EXERCISE DIRECTIONS
Every entry is to be copied exactly as written, and the pictures are to be skipped.

GIVEN DATA START

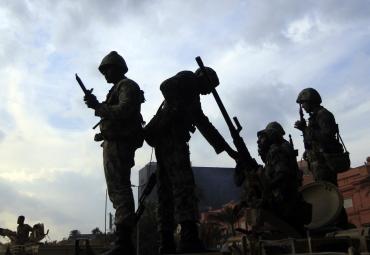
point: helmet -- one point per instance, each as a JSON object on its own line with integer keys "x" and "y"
{"x": 273, "y": 134}
{"x": 113, "y": 58}
{"x": 309, "y": 95}
{"x": 210, "y": 73}
{"x": 276, "y": 125}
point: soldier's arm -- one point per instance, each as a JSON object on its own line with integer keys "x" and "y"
{"x": 327, "y": 127}
{"x": 279, "y": 160}
{"x": 128, "y": 103}
{"x": 210, "y": 133}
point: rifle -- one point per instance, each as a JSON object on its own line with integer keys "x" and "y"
{"x": 306, "y": 146}
{"x": 245, "y": 157}
{"x": 87, "y": 92}
{"x": 146, "y": 192}
{"x": 292, "y": 144}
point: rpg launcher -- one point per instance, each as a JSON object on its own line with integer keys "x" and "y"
{"x": 245, "y": 159}
{"x": 87, "y": 92}
{"x": 146, "y": 192}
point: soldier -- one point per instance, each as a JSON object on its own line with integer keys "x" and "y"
{"x": 121, "y": 131}
{"x": 320, "y": 137}
{"x": 288, "y": 146}
{"x": 323, "y": 151}
{"x": 23, "y": 231}
{"x": 280, "y": 181}
{"x": 169, "y": 133}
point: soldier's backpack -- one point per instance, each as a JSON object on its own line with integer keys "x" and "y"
{"x": 338, "y": 162}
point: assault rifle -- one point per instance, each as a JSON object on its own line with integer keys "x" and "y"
{"x": 306, "y": 146}
{"x": 244, "y": 156}
{"x": 87, "y": 92}
{"x": 146, "y": 192}
{"x": 292, "y": 144}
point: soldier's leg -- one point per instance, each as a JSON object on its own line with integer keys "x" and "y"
{"x": 166, "y": 223}
{"x": 118, "y": 158}
{"x": 186, "y": 201}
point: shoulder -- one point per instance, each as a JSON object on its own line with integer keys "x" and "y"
{"x": 325, "y": 115}
{"x": 277, "y": 152}
{"x": 128, "y": 83}
{"x": 323, "y": 112}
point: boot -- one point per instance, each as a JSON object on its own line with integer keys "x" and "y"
{"x": 167, "y": 243}
{"x": 123, "y": 244}
{"x": 189, "y": 239}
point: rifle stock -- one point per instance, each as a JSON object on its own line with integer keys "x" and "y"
{"x": 146, "y": 192}
{"x": 86, "y": 92}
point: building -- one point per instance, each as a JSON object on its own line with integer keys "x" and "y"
{"x": 217, "y": 189}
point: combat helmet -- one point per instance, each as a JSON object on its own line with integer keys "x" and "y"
{"x": 276, "y": 125}
{"x": 309, "y": 95}
{"x": 211, "y": 74}
{"x": 271, "y": 133}
{"x": 113, "y": 58}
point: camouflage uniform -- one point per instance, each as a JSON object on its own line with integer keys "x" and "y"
{"x": 322, "y": 143}
{"x": 320, "y": 138}
{"x": 281, "y": 183}
{"x": 121, "y": 130}
{"x": 180, "y": 114}
{"x": 288, "y": 148}
{"x": 23, "y": 233}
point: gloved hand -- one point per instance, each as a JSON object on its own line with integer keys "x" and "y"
{"x": 301, "y": 125}
{"x": 91, "y": 101}
{"x": 232, "y": 153}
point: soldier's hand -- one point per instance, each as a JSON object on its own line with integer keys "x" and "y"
{"x": 301, "y": 125}
{"x": 91, "y": 101}
{"x": 232, "y": 153}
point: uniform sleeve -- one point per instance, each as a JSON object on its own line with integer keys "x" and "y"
{"x": 281, "y": 168}
{"x": 128, "y": 102}
{"x": 327, "y": 127}
{"x": 210, "y": 133}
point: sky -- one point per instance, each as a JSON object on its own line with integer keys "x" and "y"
{"x": 265, "y": 52}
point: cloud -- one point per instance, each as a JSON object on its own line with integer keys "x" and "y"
{"x": 264, "y": 52}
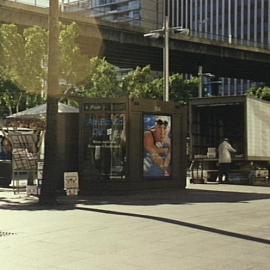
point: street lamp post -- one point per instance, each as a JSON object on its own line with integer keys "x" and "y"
{"x": 165, "y": 33}
{"x": 166, "y": 59}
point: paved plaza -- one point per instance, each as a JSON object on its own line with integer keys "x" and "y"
{"x": 205, "y": 227}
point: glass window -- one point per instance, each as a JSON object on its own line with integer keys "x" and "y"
{"x": 106, "y": 144}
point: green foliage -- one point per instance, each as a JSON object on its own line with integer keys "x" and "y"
{"x": 181, "y": 89}
{"x": 35, "y": 62}
{"x": 12, "y": 51}
{"x": 10, "y": 94}
{"x": 74, "y": 66}
{"x": 260, "y": 92}
{"x": 141, "y": 83}
{"x": 102, "y": 80}
{"x": 24, "y": 58}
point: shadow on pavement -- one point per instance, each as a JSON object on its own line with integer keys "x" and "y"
{"x": 191, "y": 196}
{"x": 180, "y": 223}
{"x": 144, "y": 198}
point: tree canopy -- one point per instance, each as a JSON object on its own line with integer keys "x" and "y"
{"x": 24, "y": 61}
{"x": 260, "y": 92}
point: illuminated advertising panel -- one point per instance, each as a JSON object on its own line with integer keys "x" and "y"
{"x": 157, "y": 146}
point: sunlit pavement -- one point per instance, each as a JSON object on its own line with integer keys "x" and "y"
{"x": 203, "y": 227}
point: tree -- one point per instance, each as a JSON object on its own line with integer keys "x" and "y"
{"x": 10, "y": 95}
{"x": 74, "y": 66}
{"x": 260, "y": 92}
{"x": 182, "y": 89}
{"x": 142, "y": 83}
{"x": 102, "y": 80}
{"x": 48, "y": 188}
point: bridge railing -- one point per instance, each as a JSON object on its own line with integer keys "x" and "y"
{"x": 203, "y": 35}
{"x": 230, "y": 40}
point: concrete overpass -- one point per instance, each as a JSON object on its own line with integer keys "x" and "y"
{"x": 125, "y": 46}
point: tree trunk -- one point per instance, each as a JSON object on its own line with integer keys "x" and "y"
{"x": 49, "y": 183}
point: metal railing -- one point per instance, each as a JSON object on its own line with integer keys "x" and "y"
{"x": 203, "y": 35}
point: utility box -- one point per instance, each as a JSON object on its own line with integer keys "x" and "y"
{"x": 126, "y": 145}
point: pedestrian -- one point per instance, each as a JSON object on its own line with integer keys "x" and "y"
{"x": 224, "y": 159}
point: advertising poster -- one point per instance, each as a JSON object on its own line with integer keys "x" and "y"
{"x": 157, "y": 146}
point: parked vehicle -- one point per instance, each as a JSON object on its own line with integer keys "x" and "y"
{"x": 242, "y": 119}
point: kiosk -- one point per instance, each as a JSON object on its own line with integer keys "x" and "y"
{"x": 127, "y": 145}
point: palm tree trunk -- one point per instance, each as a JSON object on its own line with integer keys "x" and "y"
{"x": 49, "y": 183}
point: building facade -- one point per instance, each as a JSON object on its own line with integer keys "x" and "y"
{"x": 245, "y": 22}
{"x": 146, "y": 13}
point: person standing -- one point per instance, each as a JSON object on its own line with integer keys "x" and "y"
{"x": 224, "y": 159}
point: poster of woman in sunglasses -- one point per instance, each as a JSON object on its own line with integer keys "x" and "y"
{"x": 157, "y": 146}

GIVEN DATA END

RESPONSE FOR THIS EXERCISE
point: helmet -- one point per instance, each as a JSON object on its own line with integer keys "x" and "y"
{"x": 273, "y": 134}
{"x": 113, "y": 58}
{"x": 309, "y": 95}
{"x": 210, "y": 73}
{"x": 276, "y": 125}
point: soldier's arm -- one point per instance, each as a JSON object on its own line with integer keys "x" and "y"
{"x": 327, "y": 127}
{"x": 279, "y": 160}
{"x": 128, "y": 103}
{"x": 210, "y": 133}
point: rifle -- one point per instance, each as a JSON object on its own line with integer keys "x" and "y"
{"x": 306, "y": 146}
{"x": 245, "y": 157}
{"x": 87, "y": 92}
{"x": 146, "y": 192}
{"x": 292, "y": 144}
point: rpg launcher -- one point per instance, each as a JSON object on its own line with integer keys "x" and "y"
{"x": 245, "y": 159}
{"x": 87, "y": 92}
{"x": 146, "y": 192}
point: soldier -- one point per instance, each as a JSON object on its own line with integer keys "x" and "y"
{"x": 121, "y": 131}
{"x": 320, "y": 137}
{"x": 288, "y": 146}
{"x": 323, "y": 151}
{"x": 23, "y": 231}
{"x": 280, "y": 181}
{"x": 169, "y": 133}
point: soldier's backpack -- one point per instance, each as a JSON object on its own line with integer keys "x" and "y"
{"x": 338, "y": 162}
point: assault rifle -- one point per instance, each as a JSON object on its own line with integer keys "x" and "y"
{"x": 306, "y": 146}
{"x": 244, "y": 156}
{"x": 87, "y": 92}
{"x": 146, "y": 192}
{"x": 292, "y": 144}
point: soldier's leg -- one point per instance, each as a JSON object on its own line with integer keys "x" and "y"
{"x": 166, "y": 223}
{"x": 118, "y": 158}
{"x": 186, "y": 201}
point: shoulder -- one point per instance, each as a JSON object on its own line with integer keys "x" and "y"
{"x": 325, "y": 115}
{"x": 277, "y": 152}
{"x": 128, "y": 83}
{"x": 323, "y": 112}
point: boot -- one point per instance, each as a JSON object on its own line with integer keys "x" and "y"
{"x": 167, "y": 243}
{"x": 123, "y": 244}
{"x": 189, "y": 239}
point: rifle stock -- one point per instance, each as a JSON object on its own line with integer keys "x" and "y"
{"x": 146, "y": 192}
{"x": 86, "y": 92}
point: building -- one point per instance, each as a JSON object on its own line with integer keys "x" and "y"
{"x": 217, "y": 189}
point: combat helmet -- one point per instance, each as a JSON object on its own line with integer keys "x" and "y"
{"x": 276, "y": 125}
{"x": 309, "y": 95}
{"x": 211, "y": 74}
{"x": 271, "y": 133}
{"x": 113, "y": 58}
point: camouflage uniform -- one point per instance, each as a JSON object on its own line with integer keys "x" and "y"
{"x": 322, "y": 143}
{"x": 320, "y": 138}
{"x": 281, "y": 183}
{"x": 121, "y": 130}
{"x": 180, "y": 114}
{"x": 288, "y": 148}
{"x": 23, "y": 233}
point: gloved hand -- one point per instance, each as a JSON object on its own line with integer keys "x" and "y"
{"x": 301, "y": 125}
{"x": 91, "y": 101}
{"x": 232, "y": 153}
point: soldier's hand -- one point per instance, each as a JSON object on its own line with integer keys "x" and "y"
{"x": 301, "y": 125}
{"x": 91, "y": 101}
{"x": 232, "y": 153}
point: uniform sleeve -- one point per instance, each as a JSON object on its own line with integer keys "x" and "y"
{"x": 281, "y": 168}
{"x": 128, "y": 102}
{"x": 327, "y": 127}
{"x": 210, "y": 133}
point: sky -- one point per instance, each as a JSON object on its own line with integer keys "x" and "y"
{"x": 265, "y": 52}
point: cloud -- one point per instance, each as a JSON object on its own line with integer keys "x" and "y"
{"x": 264, "y": 52}
point: street lamp post -- one point per instance, each as a JSON object on its own line with integer keys "x" and "y"
{"x": 165, "y": 33}
{"x": 166, "y": 59}
point: paved plaza -- one point per instance, each as a JSON object on its own line with integer keys "x" and "y"
{"x": 205, "y": 227}
point: glass window -- one point per instance, each as a JSON object on its own line with integer keys "x" and "y"
{"x": 106, "y": 144}
point: green foliage -- one point per instance, each as a JSON object on its own line with integer keys "x" and "y"
{"x": 181, "y": 89}
{"x": 35, "y": 62}
{"x": 12, "y": 51}
{"x": 10, "y": 94}
{"x": 74, "y": 66}
{"x": 260, "y": 92}
{"x": 141, "y": 83}
{"x": 102, "y": 80}
{"x": 24, "y": 58}
point: shadow on pavement -- one point per instance, each as a JSON object on its own line with integer keys "x" and "y"
{"x": 191, "y": 196}
{"x": 180, "y": 223}
{"x": 144, "y": 198}
point: tree canopy -- one point per instance, each as a JSON object on its own line with integer keys "x" and "y"
{"x": 24, "y": 61}
{"x": 260, "y": 92}
point: illuminated advertising panel -- one point per instance, each as a JSON object on its own line with integer keys "x" and "y"
{"x": 157, "y": 146}
point: sunlit pavement -- one point per instance, each as a JSON object on its own line with integer keys "x" and "y"
{"x": 203, "y": 227}
point: tree -- one point per instance, each as a JSON object on its own line with integer keys "x" and "y"
{"x": 10, "y": 95}
{"x": 74, "y": 66}
{"x": 260, "y": 92}
{"x": 182, "y": 89}
{"x": 142, "y": 83}
{"x": 102, "y": 80}
{"x": 48, "y": 188}
point: bridge railing -- one point per instance, each as a JSON object on its own line with integer keys "x" and "y"
{"x": 203, "y": 35}
{"x": 230, "y": 40}
point: concrete overpass -- one point per instance, each as a JSON object on its own line with integer keys "x" and "y"
{"x": 125, "y": 46}
point: tree trunk -- one point per instance, each as a JSON object on its own line with integer keys "x" and "y"
{"x": 49, "y": 183}
point: metal railing -- one point per instance, each as a JSON object on its own line with integer keys "x" and "y"
{"x": 203, "y": 35}
point: utility box -- one point per instance, each as a JSON object on its own line with integer keys "x" and "y"
{"x": 126, "y": 145}
point: pedestrian -- one point per instance, each as a JSON object on its own line with integer keys "x" and "y"
{"x": 224, "y": 159}
point: advertising poster -- one point per instance, each as a JSON object on its own line with integer keys "x" and "y"
{"x": 157, "y": 146}
point: parked vehicle -- one point per instance, each as a JSON object on its own line with integer keys "x" and "y"
{"x": 242, "y": 119}
point: kiosk -- one point per instance, each as a JSON object on its own line with integer keys "x" and "y"
{"x": 127, "y": 145}
point: palm tree trunk -- one point per instance, each as a JSON object on its own line with integer keys "x" and "y"
{"x": 49, "y": 183}
point: building facade -- one point per instance, each as a JSON object on its own line with integer keys "x" and "y"
{"x": 245, "y": 22}
{"x": 146, "y": 13}
point: person standing -- one point per instance, each as a JSON object on its own line with integer keys "x" and "y"
{"x": 224, "y": 159}
point: poster of woman in sunglasses -- one point per instance, each as a JSON object on its own line with integer keys "x" and "y"
{"x": 157, "y": 146}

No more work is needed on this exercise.